(Entries excerpted from a collection)
[BEGIN]

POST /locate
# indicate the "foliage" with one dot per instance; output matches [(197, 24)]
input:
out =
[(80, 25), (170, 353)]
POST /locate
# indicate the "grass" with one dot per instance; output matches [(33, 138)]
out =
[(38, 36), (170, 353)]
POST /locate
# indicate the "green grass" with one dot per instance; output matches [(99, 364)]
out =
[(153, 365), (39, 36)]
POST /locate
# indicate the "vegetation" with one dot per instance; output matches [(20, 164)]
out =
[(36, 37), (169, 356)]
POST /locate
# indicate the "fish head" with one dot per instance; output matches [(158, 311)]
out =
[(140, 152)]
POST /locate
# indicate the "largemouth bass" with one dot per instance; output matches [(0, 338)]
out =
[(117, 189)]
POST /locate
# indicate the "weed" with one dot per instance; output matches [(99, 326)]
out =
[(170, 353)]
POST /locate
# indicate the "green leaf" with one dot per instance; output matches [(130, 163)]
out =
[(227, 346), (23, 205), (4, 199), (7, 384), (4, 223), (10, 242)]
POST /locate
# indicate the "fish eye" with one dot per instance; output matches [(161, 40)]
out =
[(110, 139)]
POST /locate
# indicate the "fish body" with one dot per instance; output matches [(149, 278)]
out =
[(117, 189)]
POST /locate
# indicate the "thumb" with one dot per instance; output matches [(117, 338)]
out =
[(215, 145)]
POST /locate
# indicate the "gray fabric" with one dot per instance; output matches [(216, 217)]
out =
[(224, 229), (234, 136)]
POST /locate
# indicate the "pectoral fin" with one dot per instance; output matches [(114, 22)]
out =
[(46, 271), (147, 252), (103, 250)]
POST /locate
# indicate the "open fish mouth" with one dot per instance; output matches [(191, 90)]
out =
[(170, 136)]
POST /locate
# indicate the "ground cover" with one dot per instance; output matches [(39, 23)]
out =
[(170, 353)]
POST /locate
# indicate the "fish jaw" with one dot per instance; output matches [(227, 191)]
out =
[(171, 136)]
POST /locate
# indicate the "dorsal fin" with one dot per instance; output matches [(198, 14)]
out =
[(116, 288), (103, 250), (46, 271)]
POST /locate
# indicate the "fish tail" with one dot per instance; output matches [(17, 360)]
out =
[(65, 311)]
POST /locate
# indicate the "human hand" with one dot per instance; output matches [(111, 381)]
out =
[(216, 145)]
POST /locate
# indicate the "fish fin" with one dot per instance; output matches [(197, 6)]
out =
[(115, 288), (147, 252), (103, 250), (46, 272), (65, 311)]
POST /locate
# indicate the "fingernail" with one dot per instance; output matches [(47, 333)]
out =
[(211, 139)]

[END]

**Exercise**
Please copy the entries again, requests included, starting at the beginning of the entries and ending at the line containing "[(36, 37), (169, 356)]". Scale every point coordinate in the answers by 1.25 and round to whole numbers, with halves rounded up, but leave the requests and their sample outputs unchanged.

**Written answer**
POST /locate
# indicate the "foliage" with one dot per instance; output matches [(197, 24)]
input:
out =
[(100, 31), (213, 441)]
POST /locate
# indicate the "grass" with one dot per instance; output matches [(33, 138)]
out =
[(48, 45), (213, 441)]
POST /locate
# indicate the "green grass" with one dot per instance; output matches [(99, 364)]
out =
[(191, 456), (49, 45)]
POST /locate
# indicate the "vegetation" with one dot per instance; output matches [(20, 164)]
out =
[(45, 46), (211, 445)]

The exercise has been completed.